Série de tâches
**A.** D'après le texte sur l'action européenne des villes, qu'est-ce qui explique la perspective de la question de recherche, à savoir la différence entre les relations internationales des villes et la dimension transnationale du projet urbain ? Répondez en une à trois phrases.
**B.** Dans le texte sur l'action européenne des villes, quel ministère espagnol détient la compétence sur les fonds et le budget européens ?
**C.** Rédigez la suite du texte sur l'action européenne des villes en reprenant juste après sa dernière phrase.

Texte fourni
·····
Mille chemins, un seul but
Cette thèse est avant tout un cheminement. Un cheminement de la Science Politique vers la Géographie, du contexte professionnel vers la recherche et, enfin, de la vocation idéalisée à la réalité pratique. Notre démarche a la prétention d’étudier l’action subversive des villes européennes, les villes « qui n’attendent pas l’Etat » (Masboungi, 2010), ni l’Europe, celles qui ont choisi une approche stratégique locale tellement cohérente qu’elle s’applique aussi au niveau transnational. En Espagne, les affaires européennes sont du ressort du Ministère des Affaires étrangères mais les fonds et le budget européen sont une compétence exclusive du Ministère du Trésor Public. Par association, cette remarque explique la perspective de notre question de recherche : définir la différence entre les relations internationales (des villes) et la dimension transnationale (du projet urbain). Notre objectif principal est donc de conceptualiser l’articulation entre la vision de la ville et ses initiatives européennes. La plupart des études parlent des projets internationaux des collectivités locales comme s’il s’agissait exclusivement d’actions « extérieures ». Ainsi émergent les concepts comme la paradiplomatie (Tavares, 2016 ; Mocca, 2020), la « diplomatie publique » (Gilboa, 2008 ; Cull, 2009) ou la « diplomatie des villes » (Van der Pluijm et Melissen, 2007), notions qui présentent la ville comme un acteur relativement nouveau et plutôt faible dans le contexte international. D’autres points de vue perçoivent un premier positionnement des villes à l’international en termes de pouvoir politique, tels que le « soft power » (Nye, 1991) ou la « gouvernance multiniveaux » (Hooghe et Marks, 2002) ou encore en termes de rayonnement économique comme les « villes globales » de Sassen (1991).
·····
Données brutes

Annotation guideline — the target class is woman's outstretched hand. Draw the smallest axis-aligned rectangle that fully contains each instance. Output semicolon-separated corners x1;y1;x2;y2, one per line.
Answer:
·····
Réponses par tâche
**A.** En Espagne, les affaires européennes relèvent du Ministère des Affaires étrangères, alors que les fonds et le budget européens sont une compétence exclusive du Ministère du Trésor Public. Par association, cette remarque explique la perspective adoptée pour la question de recherche.

**B.** Le Ministère du Trésor Public, qui en a la compétence exclusive.

**C.**
Dans le cadre de la politique communautaire, la notion « d’européanisation » (Börzel et Risse, 2003 ; Featherstone, 2003 ; Radaelli, 2002 ; Saurugger et Radaelli, 2008 ; Dossi, 2012) identifie des effets de type ascendant et descendant sur la politique urbaine, mais elle réserve l’initiative à l’Union Européenne.
LE CADRE DE LA DIPLOMATIE URBAINE EUROPÉENNE
Eléments de contexte et cadrage
Ce point est nécessaire non seulement pour contextualiser notre démarche mais aussi pour différencier le concept de diplomatie urbaine (européenne) par rapport à d’autres concepts similaires, voire concomitants mais dépourvus de la nuance principale : un rattachement consolidé à la stratégie locale, le projet urbain d’aménagement.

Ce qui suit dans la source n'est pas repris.